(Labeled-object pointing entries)
——
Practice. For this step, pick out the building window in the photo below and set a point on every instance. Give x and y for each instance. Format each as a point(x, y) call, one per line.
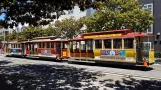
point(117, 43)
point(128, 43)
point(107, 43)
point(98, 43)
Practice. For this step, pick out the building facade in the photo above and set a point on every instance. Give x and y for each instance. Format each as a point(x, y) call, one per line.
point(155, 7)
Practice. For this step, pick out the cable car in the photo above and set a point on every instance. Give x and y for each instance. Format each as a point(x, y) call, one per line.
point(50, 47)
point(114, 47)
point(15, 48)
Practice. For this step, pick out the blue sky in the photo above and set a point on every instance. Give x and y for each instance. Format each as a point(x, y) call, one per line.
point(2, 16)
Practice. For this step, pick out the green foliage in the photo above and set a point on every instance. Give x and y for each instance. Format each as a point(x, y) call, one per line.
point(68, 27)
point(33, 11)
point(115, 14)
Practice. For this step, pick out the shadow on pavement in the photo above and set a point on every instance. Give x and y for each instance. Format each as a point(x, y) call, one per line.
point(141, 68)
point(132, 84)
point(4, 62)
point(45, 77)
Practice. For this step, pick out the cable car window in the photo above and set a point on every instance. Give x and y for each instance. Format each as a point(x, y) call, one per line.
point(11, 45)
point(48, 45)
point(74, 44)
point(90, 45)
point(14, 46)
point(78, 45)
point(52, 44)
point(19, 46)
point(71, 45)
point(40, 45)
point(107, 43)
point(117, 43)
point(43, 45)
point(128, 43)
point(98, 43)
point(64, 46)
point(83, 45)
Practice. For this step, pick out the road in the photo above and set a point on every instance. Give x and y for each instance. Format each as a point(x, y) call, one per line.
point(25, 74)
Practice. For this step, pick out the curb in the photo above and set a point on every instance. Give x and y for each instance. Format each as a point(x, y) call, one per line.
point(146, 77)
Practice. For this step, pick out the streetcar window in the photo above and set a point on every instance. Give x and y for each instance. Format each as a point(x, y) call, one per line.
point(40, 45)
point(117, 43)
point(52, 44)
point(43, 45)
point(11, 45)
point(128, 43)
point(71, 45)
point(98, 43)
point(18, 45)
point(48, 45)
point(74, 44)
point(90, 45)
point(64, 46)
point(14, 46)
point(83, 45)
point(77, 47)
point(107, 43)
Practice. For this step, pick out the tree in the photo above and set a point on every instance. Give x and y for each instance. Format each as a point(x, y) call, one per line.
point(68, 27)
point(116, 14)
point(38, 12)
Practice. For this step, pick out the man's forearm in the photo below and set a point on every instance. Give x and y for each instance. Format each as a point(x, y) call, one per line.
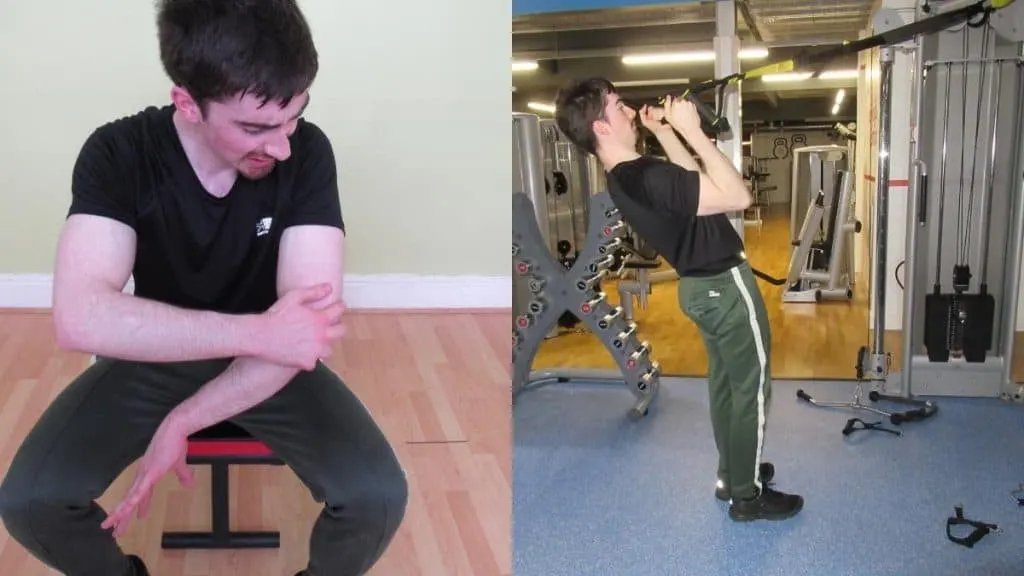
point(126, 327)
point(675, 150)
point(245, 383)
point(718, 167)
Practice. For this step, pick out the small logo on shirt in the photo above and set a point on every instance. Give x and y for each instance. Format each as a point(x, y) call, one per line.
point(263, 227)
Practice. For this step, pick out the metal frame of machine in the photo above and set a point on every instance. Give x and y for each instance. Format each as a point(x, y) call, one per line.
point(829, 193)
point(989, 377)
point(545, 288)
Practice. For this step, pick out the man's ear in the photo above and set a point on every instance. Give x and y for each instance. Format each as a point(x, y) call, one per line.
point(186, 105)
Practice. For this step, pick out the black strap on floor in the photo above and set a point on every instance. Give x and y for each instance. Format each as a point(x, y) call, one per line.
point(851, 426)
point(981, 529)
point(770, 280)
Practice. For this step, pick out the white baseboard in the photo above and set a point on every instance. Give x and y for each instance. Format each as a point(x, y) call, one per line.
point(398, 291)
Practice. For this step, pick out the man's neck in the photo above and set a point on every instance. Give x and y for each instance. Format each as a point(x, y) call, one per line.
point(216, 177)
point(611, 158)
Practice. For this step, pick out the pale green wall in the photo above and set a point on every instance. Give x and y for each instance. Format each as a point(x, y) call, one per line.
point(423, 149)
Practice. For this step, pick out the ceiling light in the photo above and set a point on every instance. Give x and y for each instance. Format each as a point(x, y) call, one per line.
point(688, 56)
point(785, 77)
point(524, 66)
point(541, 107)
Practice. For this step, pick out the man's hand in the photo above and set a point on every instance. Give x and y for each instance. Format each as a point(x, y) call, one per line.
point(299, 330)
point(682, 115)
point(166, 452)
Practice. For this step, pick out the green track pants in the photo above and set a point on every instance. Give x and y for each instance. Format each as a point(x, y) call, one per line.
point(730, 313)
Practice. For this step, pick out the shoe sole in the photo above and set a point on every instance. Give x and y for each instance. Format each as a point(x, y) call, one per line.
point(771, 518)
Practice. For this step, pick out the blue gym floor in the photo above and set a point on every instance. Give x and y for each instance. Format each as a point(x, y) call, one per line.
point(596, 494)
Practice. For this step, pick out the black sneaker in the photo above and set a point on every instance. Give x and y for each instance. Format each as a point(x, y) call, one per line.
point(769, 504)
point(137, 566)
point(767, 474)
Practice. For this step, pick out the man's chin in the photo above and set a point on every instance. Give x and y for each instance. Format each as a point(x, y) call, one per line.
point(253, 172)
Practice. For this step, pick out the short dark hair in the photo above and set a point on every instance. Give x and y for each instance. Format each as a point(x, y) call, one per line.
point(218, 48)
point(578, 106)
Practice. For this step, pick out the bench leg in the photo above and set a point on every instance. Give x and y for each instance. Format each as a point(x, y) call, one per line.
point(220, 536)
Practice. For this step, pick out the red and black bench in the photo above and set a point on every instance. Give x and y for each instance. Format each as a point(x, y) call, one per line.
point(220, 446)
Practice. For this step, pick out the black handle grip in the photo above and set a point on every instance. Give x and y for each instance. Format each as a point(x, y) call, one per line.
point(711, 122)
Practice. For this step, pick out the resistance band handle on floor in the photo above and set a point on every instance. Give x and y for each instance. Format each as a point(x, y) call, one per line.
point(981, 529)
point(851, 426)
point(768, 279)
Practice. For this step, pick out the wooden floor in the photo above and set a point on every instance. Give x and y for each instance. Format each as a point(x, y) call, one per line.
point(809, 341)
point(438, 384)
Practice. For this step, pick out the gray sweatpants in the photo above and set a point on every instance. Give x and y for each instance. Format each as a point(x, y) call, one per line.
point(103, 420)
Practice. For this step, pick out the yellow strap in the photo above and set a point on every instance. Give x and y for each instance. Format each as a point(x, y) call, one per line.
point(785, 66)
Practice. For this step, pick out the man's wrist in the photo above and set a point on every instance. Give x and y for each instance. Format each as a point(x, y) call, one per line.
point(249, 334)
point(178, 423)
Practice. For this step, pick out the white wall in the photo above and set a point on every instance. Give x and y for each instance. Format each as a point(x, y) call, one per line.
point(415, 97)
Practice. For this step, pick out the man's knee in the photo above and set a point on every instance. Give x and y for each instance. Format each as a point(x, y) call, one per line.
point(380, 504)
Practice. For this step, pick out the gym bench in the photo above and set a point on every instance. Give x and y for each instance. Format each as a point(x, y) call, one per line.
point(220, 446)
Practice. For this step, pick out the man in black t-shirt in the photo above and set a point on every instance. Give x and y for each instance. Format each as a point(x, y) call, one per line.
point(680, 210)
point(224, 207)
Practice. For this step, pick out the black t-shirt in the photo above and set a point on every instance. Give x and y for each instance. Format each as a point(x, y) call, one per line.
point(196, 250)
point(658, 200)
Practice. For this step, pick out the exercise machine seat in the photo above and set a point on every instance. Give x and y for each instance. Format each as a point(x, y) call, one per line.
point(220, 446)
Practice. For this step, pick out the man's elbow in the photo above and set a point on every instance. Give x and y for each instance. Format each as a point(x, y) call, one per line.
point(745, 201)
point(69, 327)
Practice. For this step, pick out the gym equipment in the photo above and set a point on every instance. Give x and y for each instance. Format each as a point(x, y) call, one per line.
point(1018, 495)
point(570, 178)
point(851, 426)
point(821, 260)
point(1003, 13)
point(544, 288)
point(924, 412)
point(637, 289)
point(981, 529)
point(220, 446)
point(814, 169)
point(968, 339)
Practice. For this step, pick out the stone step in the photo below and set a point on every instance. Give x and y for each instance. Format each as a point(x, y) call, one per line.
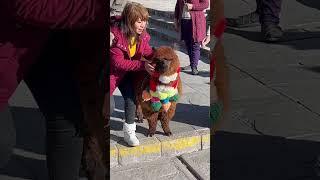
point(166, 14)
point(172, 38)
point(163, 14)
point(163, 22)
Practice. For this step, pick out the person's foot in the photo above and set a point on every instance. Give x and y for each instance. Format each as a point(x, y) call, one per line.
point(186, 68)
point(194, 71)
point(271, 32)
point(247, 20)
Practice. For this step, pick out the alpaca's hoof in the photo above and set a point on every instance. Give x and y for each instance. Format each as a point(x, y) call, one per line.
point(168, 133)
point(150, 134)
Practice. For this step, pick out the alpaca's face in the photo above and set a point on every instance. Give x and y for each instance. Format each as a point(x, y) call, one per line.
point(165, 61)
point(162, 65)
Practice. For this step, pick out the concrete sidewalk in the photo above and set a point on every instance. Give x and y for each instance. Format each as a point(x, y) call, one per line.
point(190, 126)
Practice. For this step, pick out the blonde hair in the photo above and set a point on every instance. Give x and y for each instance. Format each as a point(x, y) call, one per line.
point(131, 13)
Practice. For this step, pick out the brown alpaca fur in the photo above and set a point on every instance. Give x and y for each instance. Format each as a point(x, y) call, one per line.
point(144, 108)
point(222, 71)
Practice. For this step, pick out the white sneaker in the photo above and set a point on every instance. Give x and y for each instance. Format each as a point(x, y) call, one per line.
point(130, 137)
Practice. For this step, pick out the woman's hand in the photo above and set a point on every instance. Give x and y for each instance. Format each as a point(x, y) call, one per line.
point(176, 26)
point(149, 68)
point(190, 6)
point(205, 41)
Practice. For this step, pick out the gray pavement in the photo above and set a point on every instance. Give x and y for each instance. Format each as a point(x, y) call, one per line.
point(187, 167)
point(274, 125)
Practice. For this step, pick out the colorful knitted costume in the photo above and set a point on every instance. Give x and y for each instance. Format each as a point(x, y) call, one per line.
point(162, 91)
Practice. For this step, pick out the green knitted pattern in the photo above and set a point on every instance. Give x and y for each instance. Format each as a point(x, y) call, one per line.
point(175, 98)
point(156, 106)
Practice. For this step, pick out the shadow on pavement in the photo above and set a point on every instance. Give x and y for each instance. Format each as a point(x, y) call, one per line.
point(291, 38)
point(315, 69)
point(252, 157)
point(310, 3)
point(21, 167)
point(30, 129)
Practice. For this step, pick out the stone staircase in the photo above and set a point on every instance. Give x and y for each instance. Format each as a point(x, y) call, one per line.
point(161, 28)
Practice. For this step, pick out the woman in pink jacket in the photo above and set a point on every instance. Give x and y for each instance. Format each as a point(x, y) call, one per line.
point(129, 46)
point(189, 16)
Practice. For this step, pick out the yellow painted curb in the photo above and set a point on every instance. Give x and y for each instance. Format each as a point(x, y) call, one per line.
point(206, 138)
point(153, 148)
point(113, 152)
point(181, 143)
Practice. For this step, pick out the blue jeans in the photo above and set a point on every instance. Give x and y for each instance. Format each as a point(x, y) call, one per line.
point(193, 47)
——
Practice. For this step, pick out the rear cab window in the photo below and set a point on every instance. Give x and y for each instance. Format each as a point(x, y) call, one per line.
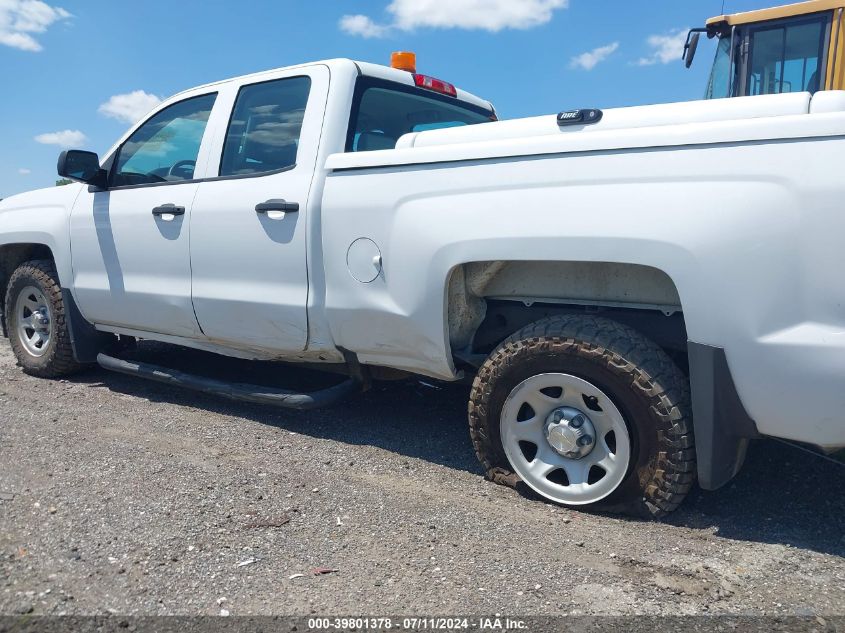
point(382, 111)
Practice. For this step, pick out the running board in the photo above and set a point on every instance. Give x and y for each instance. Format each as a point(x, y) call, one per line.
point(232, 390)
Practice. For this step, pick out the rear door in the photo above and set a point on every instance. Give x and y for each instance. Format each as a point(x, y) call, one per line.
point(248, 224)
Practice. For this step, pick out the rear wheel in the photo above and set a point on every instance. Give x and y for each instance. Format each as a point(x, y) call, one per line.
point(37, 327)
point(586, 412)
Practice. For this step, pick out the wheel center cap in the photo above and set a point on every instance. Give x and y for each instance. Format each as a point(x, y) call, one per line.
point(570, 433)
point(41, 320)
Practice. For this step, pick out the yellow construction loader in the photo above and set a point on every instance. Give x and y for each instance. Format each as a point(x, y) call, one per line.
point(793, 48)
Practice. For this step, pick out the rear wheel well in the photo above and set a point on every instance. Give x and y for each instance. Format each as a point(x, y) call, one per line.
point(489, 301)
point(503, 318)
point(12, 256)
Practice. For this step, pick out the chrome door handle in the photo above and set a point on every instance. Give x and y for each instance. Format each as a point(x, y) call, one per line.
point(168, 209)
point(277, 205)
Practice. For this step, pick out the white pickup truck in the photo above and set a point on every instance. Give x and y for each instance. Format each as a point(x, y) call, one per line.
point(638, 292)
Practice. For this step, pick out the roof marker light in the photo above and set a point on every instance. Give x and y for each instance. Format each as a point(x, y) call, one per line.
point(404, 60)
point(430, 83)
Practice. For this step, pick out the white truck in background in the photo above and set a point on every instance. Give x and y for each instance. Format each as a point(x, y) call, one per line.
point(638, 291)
——
> Directions
Could you turn the lines from the one containing "Practice. For this step, pick out the black t-shirt" through the one containing "point(658, 200)", both included, into a JSON list of strings with one string per line? Leave out any blank lines and include no other lines.

> Written response
[
  "Practice. For this step, pick out the black t-shirt in the photo above and set a point on every instance. Give x and y for each instance. Format each as a point(x, y) call, one per line.",
  "point(196, 250)",
  "point(658, 200)"
]